**Request**
Reproduce the data below, starting at its first line and ending at the line that contains "<point>55,113</point>", with both of those lines included. Keep every request unchanged and add 127 to each coordinate in the answers.

**Entries supplied**
-- -- --
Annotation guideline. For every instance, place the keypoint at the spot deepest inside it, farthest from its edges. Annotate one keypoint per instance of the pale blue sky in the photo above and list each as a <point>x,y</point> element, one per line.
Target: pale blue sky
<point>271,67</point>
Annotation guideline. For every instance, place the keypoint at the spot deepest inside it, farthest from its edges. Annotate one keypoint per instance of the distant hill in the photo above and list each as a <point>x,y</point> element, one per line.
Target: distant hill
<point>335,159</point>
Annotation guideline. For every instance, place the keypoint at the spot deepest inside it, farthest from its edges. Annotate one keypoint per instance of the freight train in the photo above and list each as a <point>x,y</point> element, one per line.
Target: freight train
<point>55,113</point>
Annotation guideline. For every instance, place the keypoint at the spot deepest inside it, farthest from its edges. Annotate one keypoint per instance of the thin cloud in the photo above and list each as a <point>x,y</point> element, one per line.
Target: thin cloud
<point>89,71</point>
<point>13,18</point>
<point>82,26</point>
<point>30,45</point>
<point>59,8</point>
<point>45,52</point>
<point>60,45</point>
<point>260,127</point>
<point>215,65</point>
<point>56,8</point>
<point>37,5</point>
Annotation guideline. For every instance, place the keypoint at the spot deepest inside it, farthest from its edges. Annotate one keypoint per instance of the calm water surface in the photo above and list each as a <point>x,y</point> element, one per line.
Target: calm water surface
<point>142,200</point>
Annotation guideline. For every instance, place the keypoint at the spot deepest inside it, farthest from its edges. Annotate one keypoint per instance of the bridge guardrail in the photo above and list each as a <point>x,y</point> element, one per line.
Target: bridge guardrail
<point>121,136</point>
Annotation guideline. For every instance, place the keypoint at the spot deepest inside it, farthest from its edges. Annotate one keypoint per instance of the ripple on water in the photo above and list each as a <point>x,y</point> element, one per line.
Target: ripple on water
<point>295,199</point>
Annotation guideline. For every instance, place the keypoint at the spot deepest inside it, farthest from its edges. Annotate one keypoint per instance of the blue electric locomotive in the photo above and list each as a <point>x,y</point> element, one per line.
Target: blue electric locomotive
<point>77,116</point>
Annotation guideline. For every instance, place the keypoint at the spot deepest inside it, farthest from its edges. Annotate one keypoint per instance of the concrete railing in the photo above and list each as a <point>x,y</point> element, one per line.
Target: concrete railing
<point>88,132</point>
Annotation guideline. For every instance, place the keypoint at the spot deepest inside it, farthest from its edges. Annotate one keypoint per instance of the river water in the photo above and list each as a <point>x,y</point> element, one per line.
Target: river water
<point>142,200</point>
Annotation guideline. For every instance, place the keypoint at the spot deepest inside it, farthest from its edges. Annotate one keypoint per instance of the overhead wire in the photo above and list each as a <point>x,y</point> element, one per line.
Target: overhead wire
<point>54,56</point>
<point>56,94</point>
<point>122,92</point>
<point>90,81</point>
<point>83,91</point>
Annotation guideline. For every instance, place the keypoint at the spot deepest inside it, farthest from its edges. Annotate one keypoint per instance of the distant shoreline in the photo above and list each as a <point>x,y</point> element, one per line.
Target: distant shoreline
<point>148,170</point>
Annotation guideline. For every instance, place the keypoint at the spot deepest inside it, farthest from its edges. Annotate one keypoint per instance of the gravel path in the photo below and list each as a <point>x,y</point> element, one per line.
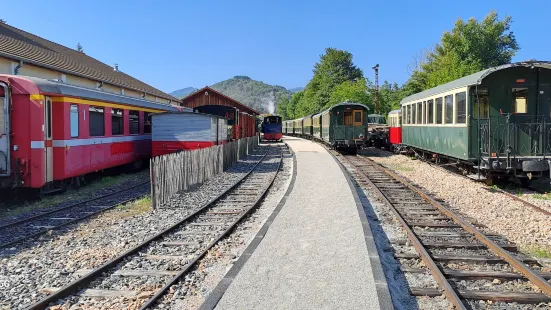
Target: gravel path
<point>192,291</point>
<point>62,256</point>
<point>478,202</point>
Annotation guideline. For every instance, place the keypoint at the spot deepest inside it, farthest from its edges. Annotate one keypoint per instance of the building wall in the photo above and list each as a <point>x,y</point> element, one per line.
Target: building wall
<point>30,70</point>
<point>75,80</point>
<point>7,66</point>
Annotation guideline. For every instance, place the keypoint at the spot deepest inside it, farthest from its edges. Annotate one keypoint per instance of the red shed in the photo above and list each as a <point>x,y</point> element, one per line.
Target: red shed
<point>175,131</point>
<point>241,118</point>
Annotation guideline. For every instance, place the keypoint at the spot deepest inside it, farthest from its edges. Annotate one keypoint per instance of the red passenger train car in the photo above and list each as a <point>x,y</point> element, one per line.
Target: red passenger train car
<point>51,132</point>
<point>395,124</point>
<point>177,131</point>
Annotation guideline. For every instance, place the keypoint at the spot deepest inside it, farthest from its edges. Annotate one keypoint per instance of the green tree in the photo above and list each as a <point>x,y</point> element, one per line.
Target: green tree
<point>333,68</point>
<point>293,103</point>
<point>281,108</point>
<point>470,47</point>
<point>354,91</point>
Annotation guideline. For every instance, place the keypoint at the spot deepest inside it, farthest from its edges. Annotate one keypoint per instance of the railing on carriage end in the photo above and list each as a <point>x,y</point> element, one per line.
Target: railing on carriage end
<point>516,135</point>
<point>177,172</point>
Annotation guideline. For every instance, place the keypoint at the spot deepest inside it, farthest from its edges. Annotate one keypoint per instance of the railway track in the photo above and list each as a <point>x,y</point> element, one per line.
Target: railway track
<point>453,170</point>
<point>24,229</point>
<point>468,265</point>
<point>142,275</point>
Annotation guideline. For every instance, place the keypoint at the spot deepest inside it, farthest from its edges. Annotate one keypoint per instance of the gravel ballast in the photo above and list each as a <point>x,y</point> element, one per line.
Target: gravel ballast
<point>478,202</point>
<point>60,257</point>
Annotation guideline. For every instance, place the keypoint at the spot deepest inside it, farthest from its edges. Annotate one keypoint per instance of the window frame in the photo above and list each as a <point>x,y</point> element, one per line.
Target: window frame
<point>441,114</point>
<point>49,118</point>
<point>456,107</point>
<point>445,119</point>
<point>121,123</point>
<point>360,122</point>
<point>130,122</point>
<point>90,120</point>
<point>430,108</point>
<point>71,124</point>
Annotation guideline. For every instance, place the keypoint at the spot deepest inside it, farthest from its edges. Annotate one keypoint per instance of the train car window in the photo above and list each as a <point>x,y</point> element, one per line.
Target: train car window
<point>419,113</point>
<point>430,108</point>
<point>49,118</point>
<point>74,120</point>
<point>97,121</point>
<point>134,122</point>
<point>147,122</point>
<point>116,122</point>
<point>348,118</point>
<point>461,108</point>
<point>424,112</point>
<point>439,109</point>
<point>484,105</point>
<point>358,119</point>
<point>448,108</point>
<point>520,98</point>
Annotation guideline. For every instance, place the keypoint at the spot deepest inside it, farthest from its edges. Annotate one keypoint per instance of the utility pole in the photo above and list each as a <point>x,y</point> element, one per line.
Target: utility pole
<point>376,100</point>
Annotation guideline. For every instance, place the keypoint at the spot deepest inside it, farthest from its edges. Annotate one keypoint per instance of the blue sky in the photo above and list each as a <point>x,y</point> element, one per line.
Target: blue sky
<point>175,44</point>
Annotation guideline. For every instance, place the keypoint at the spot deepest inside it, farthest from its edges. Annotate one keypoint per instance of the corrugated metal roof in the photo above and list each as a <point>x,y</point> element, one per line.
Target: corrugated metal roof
<point>473,79</point>
<point>21,45</point>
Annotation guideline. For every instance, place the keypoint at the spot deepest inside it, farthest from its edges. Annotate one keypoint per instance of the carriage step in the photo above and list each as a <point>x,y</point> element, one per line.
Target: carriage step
<point>476,177</point>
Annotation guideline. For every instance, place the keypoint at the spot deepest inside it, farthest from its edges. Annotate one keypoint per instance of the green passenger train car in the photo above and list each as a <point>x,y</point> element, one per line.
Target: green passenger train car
<point>343,126</point>
<point>496,121</point>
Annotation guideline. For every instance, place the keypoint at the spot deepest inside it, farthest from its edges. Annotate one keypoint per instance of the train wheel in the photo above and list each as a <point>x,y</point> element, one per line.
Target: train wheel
<point>525,182</point>
<point>490,180</point>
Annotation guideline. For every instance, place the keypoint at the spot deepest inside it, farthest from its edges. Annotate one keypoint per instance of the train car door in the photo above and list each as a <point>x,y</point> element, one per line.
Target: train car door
<point>48,150</point>
<point>4,130</point>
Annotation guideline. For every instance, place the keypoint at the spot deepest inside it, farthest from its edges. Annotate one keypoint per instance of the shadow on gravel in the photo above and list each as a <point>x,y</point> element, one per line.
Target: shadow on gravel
<point>397,284</point>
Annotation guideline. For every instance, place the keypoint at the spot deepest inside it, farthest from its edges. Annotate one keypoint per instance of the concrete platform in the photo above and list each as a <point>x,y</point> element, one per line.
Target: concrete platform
<point>316,253</point>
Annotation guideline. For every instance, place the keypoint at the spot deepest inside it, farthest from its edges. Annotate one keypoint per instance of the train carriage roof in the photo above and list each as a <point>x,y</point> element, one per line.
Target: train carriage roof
<point>347,103</point>
<point>473,79</point>
<point>55,87</point>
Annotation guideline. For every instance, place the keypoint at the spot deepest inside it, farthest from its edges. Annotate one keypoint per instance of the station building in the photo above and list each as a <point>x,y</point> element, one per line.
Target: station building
<point>23,53</point>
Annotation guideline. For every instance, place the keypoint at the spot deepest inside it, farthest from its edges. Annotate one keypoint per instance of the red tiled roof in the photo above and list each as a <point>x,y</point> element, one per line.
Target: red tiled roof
<point>235,102</point>
<point>20,45</point>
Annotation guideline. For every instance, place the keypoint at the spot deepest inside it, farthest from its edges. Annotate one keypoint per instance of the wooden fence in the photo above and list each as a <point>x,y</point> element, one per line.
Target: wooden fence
<point>176,172</point>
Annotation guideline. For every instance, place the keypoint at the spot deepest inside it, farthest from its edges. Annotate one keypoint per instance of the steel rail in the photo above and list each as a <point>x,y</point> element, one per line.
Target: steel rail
<point>226,232</point>
<point>76,204</point>
<point>38,233</point>
<point>520,267</point>
<point>531,205</point>
<point>76,285</point>
<point>450,293</point>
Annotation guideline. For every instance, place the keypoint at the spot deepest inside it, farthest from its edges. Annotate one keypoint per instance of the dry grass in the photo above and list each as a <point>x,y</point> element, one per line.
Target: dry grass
<point>538,252</point>
<point>136,207</point>
<point>69,195</point>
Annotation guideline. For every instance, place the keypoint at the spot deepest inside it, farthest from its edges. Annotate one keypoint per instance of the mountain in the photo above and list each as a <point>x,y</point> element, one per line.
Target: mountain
<point>255,94</point>
<point>183,92</point>
<point>296,89</point>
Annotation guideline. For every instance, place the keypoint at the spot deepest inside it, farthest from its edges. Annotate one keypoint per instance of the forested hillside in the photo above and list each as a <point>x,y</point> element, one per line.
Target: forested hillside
<point>255,94</point>
<point>471,46</point>
<point>180,93</point>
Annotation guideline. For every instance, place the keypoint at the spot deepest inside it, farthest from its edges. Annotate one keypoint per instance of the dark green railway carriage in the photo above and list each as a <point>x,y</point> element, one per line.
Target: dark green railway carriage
<point>343,126</point>
<point>497,120</point>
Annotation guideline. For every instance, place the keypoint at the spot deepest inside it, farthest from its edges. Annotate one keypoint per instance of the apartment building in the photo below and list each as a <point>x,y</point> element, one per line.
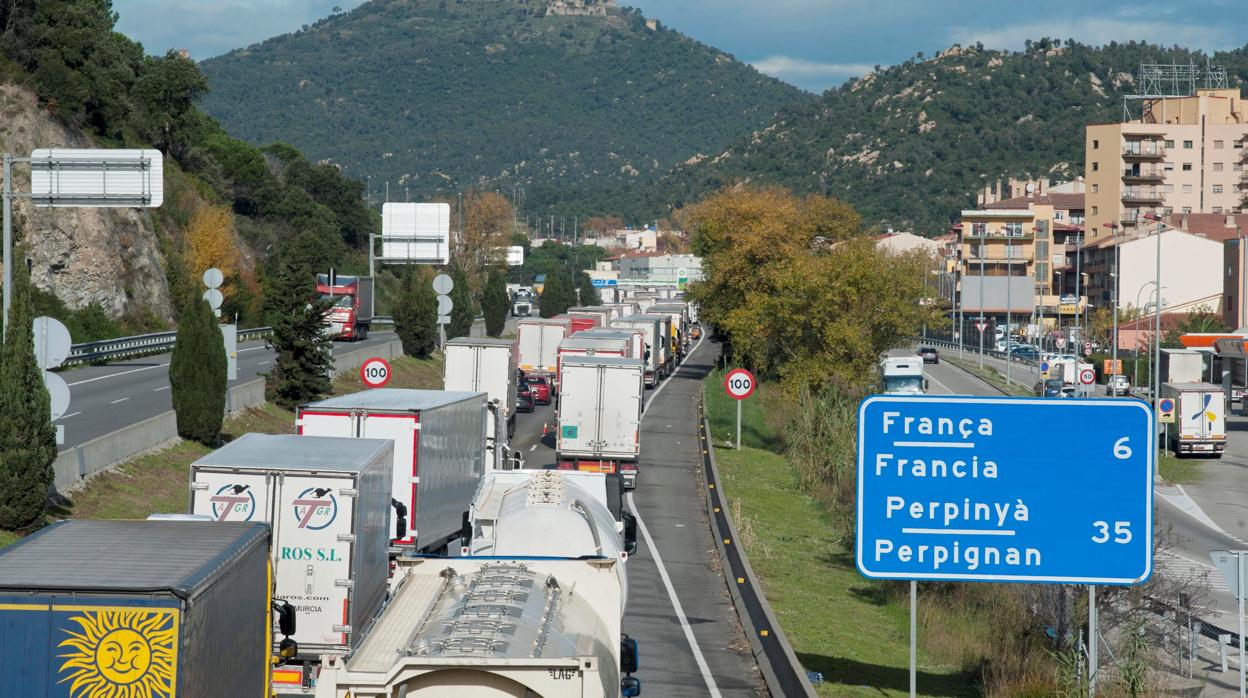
-- -- --
**Task output**
Annotation guideline. For every instance, place the keypoint at the spot deepest inside it, farthest from its edges. Annotate one keypoint per instance of the pale blue sky in the photo above and list each as a <point>x,y</point> element, one per line.
Target: pale blue sky
<point>398,194</point>
Annotation guideline. For every instance, place the keypoint at the spot deepest inside it, farthest from its edges. Annotate one keypoint per instance of the distant hill in the photo above and list each as a <point>x,y</point> element, one per line.
Target: distant hill
<point>462,286</point>
Annotation guideline. For every instance, place the keypoint at the spot deepest inside it, farthest from its edges. Annotate one keypoint per instance of the freight train in the photo above and list each as a <point>x,y</point> element, one per line.
Target: freight train
<point>182,240</point>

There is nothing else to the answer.